▶ TUGAS TERTULIS
Menurut teks tentang Masjid Raya Baiturrahman, berapa jumlah fakultas yang dimiliki Al-Jamiah Baitturahman?

Ketika
mendengar nama Aceh atau yang dijuluki Bumi Serambi Mekkah, yang terlintas di
benak pikiran adalah tsunami Aceh 2004 yang maha dahsyat dan Masjid Raya
Baiturahman yang menjadi saksi bisu bencana alam yang menggetarkan dunia
tersebut. Terlepas dari semua itu, Masjid Raya Baiturrahman merupakan simbol
agama, budaya, dan perjuangan rakyat Aceh.
Masjid
Raya Baiturrahman dibangun pada 1022H/1612M di bawah kepemimpinan Sultan
Iskandar Muda dari Kesultanan Aceh Darussalam. Sejak awal, Masjid Raya
Baiturrahman tidak hanya diperuntukkan untuk kegiatan ibadah saja. Mengutip
dari tirto.id, masjid ini menjadi pusat pendidikan ilmu agama Islam pada masa
Kesultanan Aceh. Menurut Hasymy (dalam Abubakar 2020: 3), perguruan tinggi
Masjid Raya Baiturrahman atau juga yang dikenal dengan nama Al-Jamiah
Baitturahman memiliki 15 Fakultas. Para pengajarnya tidak hanya berasal dari
kalangan ulama/sarjana dari Aceh saja, tetapi didatangkan juga dari Turki,
Arab, Persia, India, dan beberapa negara lain.

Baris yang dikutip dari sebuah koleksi
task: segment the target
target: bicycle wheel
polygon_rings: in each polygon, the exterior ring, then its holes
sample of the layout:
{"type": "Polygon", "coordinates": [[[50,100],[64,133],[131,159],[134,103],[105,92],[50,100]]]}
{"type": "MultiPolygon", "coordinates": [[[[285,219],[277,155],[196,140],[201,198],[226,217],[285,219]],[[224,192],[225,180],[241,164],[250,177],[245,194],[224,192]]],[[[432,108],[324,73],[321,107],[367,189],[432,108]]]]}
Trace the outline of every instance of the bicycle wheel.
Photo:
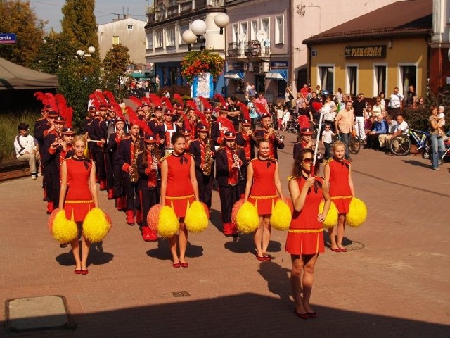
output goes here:
{"type": "Polygon", "coordinates": [[[349,142],[349,150],[352,154],[356,154],[361,149],[361,142],[359,138],[356,136],[352,136],[349,142]]]}
{"type": "Polygon", "coordinates": [[[411,139],[407,135],[396,136],[391,140],[391,151],[397,156],[404,156],[411,150],[411,139]]]}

▶ HASIL TUGAS
Al-Jamiah Baitturahman memiliki 15 fakultas.